Image point grounding data:
--- --- ---

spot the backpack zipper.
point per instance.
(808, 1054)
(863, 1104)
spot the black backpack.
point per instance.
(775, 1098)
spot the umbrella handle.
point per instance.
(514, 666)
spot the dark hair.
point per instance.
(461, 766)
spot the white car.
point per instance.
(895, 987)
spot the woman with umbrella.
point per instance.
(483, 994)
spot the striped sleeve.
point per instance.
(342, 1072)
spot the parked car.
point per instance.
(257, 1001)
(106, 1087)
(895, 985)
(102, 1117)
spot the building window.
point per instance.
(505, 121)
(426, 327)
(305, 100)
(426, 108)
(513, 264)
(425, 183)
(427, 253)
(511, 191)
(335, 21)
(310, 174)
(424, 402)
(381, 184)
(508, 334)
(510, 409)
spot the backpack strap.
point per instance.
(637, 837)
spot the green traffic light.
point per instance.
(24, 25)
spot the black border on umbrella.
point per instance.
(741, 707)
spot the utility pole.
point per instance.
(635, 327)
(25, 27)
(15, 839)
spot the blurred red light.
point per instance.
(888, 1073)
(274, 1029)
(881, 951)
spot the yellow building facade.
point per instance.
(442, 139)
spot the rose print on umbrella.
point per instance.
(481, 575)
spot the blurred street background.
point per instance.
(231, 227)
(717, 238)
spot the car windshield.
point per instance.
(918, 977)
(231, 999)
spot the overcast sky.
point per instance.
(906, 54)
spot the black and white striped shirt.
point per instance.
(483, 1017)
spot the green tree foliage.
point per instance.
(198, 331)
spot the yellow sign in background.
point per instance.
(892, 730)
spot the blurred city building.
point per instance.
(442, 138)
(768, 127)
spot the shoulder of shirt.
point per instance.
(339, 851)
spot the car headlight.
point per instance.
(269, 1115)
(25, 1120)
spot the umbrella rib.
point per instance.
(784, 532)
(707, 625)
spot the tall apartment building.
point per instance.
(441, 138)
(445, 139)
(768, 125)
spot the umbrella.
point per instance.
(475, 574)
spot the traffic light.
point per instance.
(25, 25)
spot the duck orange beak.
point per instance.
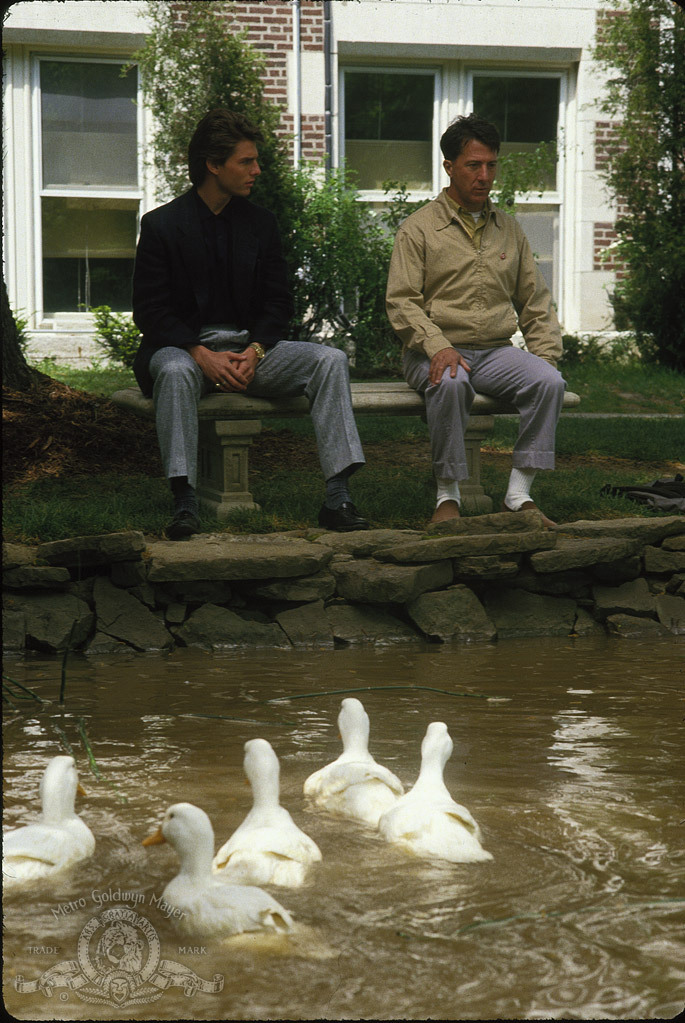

--- --- ---

- _DESCRIPTION OF THE TASK_
Whenever "white" occurs in a line above, copy that line.

- _YOUR SOLUTION_
spot the white car.
spot the black and white striped shirt.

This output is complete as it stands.